*Directions for this task*. When you spot the word "logo" in a line of the data below, copy that line.

•••••

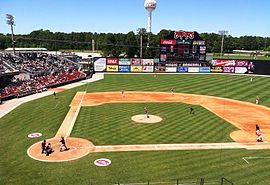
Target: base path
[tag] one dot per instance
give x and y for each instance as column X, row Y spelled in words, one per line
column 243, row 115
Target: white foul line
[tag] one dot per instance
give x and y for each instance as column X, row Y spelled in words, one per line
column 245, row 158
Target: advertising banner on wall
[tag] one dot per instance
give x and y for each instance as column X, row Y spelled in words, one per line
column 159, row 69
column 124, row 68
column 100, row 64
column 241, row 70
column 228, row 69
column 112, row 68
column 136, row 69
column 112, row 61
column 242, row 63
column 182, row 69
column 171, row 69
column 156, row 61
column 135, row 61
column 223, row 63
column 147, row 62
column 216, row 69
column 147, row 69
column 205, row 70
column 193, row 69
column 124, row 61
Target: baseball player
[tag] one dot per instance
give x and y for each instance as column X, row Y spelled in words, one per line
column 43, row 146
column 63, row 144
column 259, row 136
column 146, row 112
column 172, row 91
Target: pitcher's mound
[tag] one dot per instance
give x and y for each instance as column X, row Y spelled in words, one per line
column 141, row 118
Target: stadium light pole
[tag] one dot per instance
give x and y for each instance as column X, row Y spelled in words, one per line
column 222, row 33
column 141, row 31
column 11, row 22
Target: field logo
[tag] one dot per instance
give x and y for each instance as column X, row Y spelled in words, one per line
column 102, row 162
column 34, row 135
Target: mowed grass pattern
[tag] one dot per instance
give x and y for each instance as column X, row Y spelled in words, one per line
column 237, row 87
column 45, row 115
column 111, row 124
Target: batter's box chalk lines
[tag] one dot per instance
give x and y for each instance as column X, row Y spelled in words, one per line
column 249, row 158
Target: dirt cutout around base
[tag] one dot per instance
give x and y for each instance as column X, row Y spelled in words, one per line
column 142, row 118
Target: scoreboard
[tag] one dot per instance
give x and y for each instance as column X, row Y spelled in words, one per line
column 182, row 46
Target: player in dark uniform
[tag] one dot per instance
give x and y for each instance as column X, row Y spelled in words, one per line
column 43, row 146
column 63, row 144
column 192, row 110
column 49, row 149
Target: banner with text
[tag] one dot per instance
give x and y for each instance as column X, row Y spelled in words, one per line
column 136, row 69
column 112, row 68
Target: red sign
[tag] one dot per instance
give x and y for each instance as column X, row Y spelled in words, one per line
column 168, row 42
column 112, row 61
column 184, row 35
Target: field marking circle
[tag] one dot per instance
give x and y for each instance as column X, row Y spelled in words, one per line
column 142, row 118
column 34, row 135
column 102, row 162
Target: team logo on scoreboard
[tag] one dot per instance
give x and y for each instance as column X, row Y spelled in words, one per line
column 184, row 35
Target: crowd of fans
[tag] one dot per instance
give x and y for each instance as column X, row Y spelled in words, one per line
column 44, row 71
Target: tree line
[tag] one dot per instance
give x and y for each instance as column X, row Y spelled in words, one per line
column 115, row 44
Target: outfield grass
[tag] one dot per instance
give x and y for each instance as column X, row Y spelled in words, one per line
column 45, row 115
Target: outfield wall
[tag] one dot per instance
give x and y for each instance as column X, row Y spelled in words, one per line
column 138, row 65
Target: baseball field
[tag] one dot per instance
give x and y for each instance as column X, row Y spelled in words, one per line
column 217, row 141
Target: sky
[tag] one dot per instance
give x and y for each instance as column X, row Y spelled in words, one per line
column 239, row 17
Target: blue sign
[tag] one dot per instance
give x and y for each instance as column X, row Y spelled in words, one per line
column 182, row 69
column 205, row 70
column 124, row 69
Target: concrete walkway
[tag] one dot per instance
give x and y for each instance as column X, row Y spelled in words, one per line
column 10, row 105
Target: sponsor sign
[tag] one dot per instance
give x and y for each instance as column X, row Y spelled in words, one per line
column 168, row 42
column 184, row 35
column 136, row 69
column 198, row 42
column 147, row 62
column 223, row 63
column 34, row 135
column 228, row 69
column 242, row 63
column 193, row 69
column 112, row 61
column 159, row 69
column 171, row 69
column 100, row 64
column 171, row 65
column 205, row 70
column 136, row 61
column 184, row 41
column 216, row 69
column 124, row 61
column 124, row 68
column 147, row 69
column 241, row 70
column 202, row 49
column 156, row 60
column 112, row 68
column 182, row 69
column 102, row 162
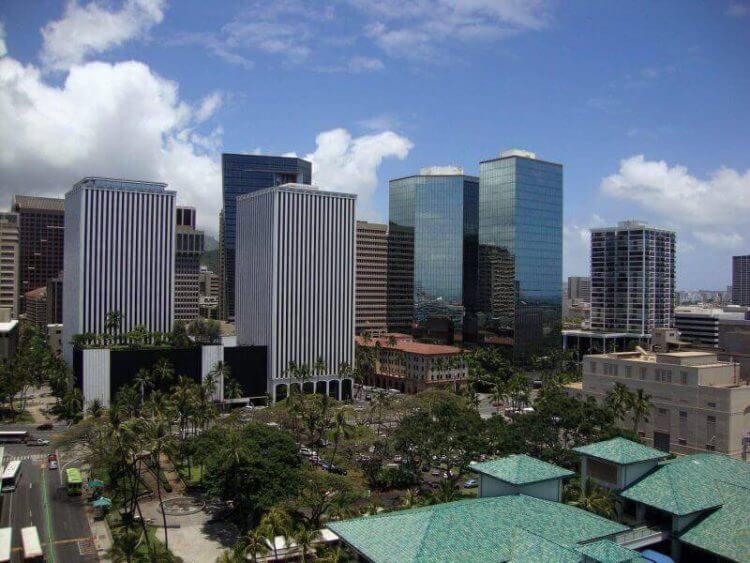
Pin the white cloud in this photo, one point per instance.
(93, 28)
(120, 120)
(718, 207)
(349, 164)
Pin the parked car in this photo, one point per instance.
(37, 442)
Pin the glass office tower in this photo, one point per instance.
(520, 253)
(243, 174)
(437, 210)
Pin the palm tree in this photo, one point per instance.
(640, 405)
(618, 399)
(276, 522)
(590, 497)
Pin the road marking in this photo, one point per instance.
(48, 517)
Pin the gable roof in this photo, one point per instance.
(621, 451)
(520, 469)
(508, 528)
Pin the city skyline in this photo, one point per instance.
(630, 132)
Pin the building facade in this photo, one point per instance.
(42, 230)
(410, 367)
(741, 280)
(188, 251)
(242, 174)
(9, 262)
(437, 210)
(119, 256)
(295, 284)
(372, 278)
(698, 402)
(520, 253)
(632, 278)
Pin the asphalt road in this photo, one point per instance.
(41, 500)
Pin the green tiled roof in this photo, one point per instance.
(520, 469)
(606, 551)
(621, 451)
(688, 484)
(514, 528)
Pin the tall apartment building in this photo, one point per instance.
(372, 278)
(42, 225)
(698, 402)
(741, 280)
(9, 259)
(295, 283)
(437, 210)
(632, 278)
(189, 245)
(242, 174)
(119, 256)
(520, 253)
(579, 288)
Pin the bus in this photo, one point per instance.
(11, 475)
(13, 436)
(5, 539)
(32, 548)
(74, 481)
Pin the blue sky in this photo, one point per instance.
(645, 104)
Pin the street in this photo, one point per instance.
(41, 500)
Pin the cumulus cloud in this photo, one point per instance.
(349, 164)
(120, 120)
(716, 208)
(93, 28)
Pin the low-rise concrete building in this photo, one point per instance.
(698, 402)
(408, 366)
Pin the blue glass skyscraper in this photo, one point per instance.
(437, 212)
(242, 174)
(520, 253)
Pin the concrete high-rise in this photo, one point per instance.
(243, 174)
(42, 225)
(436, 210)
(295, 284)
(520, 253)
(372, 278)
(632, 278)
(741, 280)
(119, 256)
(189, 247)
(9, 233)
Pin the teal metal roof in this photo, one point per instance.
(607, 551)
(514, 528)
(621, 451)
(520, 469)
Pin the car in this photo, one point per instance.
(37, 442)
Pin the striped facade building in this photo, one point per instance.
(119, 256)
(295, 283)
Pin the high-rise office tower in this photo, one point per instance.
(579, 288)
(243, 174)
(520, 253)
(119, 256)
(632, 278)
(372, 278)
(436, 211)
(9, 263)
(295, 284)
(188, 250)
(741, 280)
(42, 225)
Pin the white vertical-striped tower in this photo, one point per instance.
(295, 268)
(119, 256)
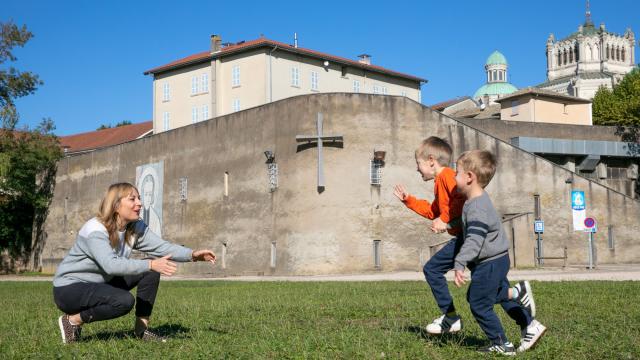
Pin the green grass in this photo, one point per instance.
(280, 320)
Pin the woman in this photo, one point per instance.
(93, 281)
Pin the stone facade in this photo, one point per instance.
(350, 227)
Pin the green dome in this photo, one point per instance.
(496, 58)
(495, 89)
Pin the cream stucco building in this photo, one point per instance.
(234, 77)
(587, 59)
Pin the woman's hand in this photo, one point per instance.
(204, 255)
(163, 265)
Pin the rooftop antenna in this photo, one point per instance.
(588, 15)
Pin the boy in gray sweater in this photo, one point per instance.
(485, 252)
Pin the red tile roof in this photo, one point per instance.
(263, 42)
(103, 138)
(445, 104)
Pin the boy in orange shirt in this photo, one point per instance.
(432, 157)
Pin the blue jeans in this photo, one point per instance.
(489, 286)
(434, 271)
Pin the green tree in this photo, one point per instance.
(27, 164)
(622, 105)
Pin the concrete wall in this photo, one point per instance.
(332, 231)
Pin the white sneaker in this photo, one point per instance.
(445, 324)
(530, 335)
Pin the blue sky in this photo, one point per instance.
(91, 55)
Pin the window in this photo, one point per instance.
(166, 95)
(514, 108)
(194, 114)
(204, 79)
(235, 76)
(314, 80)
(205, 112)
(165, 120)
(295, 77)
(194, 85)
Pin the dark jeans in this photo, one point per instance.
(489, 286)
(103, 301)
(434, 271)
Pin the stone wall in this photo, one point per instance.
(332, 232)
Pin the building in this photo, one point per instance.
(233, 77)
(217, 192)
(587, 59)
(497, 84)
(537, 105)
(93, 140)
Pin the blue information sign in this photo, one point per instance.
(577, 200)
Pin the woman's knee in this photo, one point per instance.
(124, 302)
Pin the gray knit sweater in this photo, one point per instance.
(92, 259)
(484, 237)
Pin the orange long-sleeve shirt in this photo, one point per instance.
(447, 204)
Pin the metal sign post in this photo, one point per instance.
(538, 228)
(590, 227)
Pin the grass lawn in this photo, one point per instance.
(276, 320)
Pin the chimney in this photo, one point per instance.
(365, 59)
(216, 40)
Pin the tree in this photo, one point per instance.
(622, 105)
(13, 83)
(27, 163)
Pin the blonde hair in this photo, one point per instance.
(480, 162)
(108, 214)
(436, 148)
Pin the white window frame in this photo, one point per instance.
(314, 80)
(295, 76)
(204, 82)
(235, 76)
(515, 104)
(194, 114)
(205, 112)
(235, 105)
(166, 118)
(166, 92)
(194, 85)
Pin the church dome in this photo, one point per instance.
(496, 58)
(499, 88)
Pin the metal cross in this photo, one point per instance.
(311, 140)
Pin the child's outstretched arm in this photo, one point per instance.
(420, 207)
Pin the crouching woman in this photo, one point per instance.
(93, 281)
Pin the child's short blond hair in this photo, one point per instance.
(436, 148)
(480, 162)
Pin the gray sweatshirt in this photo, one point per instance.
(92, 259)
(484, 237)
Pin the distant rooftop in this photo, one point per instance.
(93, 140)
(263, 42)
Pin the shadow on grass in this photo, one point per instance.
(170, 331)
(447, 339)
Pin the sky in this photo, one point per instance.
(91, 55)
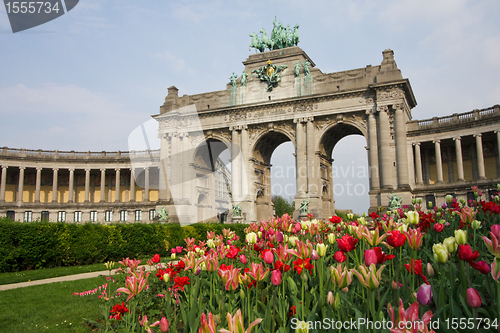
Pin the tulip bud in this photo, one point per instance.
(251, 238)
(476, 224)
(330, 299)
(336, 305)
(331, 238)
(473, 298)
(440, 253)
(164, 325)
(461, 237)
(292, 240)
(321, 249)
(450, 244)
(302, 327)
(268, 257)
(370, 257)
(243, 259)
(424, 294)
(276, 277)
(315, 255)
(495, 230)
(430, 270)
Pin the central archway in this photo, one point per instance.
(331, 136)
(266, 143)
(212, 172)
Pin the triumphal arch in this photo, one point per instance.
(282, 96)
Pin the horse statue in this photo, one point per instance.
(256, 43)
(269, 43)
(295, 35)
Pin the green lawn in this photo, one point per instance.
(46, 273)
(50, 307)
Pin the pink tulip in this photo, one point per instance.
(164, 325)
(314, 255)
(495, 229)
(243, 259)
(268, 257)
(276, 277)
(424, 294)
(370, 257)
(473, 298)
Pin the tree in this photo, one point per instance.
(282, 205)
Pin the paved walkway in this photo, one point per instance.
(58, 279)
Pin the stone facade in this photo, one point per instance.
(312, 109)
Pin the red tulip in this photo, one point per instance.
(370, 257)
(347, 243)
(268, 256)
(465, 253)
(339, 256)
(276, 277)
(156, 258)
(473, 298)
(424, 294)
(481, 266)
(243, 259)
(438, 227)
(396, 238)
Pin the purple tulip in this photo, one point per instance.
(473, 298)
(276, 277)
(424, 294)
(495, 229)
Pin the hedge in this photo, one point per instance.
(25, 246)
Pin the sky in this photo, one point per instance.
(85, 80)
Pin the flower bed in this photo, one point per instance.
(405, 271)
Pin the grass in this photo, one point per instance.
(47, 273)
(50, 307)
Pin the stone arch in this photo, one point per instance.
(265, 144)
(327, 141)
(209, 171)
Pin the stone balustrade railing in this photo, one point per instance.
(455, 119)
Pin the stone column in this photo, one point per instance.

•••••

*Task solution*.
Target: field logo
Target: team logo on scoreboard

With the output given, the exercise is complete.